Image location labeling entries
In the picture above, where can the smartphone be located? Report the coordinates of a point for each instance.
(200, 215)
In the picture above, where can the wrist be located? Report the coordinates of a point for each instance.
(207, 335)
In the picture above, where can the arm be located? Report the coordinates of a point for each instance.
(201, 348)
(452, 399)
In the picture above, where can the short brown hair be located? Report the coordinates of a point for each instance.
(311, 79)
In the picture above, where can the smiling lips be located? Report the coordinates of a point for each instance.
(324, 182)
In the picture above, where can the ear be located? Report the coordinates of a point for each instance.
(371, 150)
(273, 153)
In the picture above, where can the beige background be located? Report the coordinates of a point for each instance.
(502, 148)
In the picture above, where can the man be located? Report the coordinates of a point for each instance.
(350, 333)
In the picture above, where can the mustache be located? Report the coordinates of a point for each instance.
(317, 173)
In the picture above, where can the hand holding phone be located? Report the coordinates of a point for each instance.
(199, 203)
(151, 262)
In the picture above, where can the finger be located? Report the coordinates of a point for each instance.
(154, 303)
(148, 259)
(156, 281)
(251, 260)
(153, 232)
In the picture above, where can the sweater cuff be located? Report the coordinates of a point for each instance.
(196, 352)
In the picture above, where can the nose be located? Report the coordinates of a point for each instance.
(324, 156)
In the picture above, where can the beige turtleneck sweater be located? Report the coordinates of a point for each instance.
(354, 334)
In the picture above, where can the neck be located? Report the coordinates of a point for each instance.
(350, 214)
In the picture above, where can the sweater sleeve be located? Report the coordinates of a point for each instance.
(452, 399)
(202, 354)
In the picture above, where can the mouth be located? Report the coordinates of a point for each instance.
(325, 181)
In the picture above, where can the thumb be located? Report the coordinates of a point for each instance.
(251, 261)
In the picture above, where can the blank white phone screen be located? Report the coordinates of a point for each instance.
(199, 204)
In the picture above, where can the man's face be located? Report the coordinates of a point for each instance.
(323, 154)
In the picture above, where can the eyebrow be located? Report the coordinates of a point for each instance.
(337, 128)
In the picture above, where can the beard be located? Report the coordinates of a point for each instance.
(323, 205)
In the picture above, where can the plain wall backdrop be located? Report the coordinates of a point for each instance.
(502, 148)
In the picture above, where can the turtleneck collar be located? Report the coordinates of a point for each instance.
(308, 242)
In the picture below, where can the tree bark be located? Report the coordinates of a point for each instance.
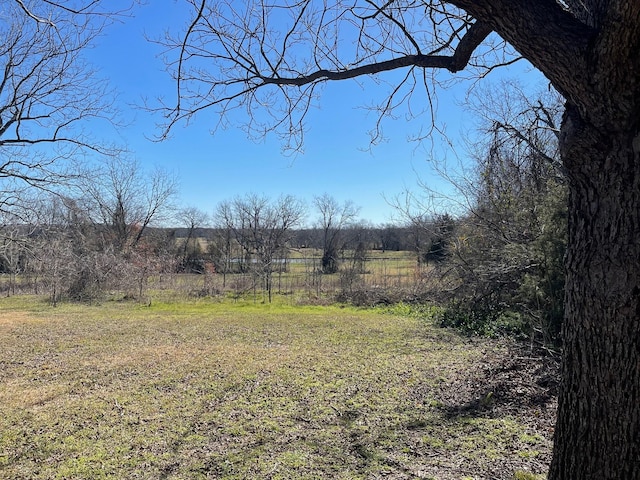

Objective
Please copy every record above word for word, leaving out the pictures.

Solved exercise
In the picture above, where can the smartphone be located? Report the coordinates of a point for each instance.
(200, 215)
In the picture above, where can the wrist be located? Report the coordinates of a point for each instance.
(207, 335)
In the picture above, where can the arm be located? Report the coordinates of a point for each instance.
(201, 348)
(452, 399)
In the picture above, where can the short brown hair be located? Report the coordinates of a point for each instance.
(311, 79)
In the picture above, where can the smiling lips be located? Report the coordinates of a point for each instance.
(324, 182)
In the picture above, where can the ear be located? Report the coordinates of a point for each instance.
(371, 150)
(273, 153)
In the picture above, where can the beige background be located? Report the coordinates of a point for each instance.
(502, 148)
In the picture above, where can the man be located? Report the coordinates of a point for each instance.
(350, 333)
In the picture above, where can the mustache be located? Report the coordinates of a point for each instance.
(317, 173)
In the picture above, where can the hand holding phone be located? Report the coordinates of a point for each instance.
(199, 203)
(151, 262)
In the picture above, where can the finger be located? Report the coordinates of a point for each instance.
(154, 303)
(148, 259)
(156, 281)
(251, 260)
(153, 232)
In the picture above, where can the sweater cuff be located? Report the coordinates of a point for each instance.
(196, 352)
In the picture above, where can the nose be located? Report the coordinates of a point for each instance.
(324, 156)
In the picture above, where can the beige turtleneck sweater be located? Report the coordinates of a point for each instance.
(354, 334)
In the picture above, where can the neck be located? Report the coordinates of a point for each instance.
(350, 214)
In the picture above, where can the sweater sleeve be located? Report the coordinates of a point for each instance.
(452, 399)
(202, 354)
In the picture above, where can the mouth be located? Report the coordinates of a point for each instance.
(325, 181)
In the picture above, where can the thumb be located? Report the coordinates of a point for each instance.
(251, 261)
In the picture above, where can the blank white phone screen be located? Report the coordinates of a point for each instance.
(199, 204)
In the picture above, where can the man's face be located? Report the coordinates of a point for each instance.
(323, 154)
In the picture above, where can the eyebrow be located? Report the coordinates of a point for each instance.
(337, 128)
In the picture above, where can the beard be located? Report the coordinates of a point for each instance.
(323, 205)
In the picture above, where can the plain wall backdrop be located? Report the coordinates of a point for each instance.
(502, 148)
In the picture above, where can the turtleneck collar be located? Report the coordinates of a point for each instance.
(308, 242)
In the picture below, where can the tree bark be located? Report the coordinates of a point for each instance.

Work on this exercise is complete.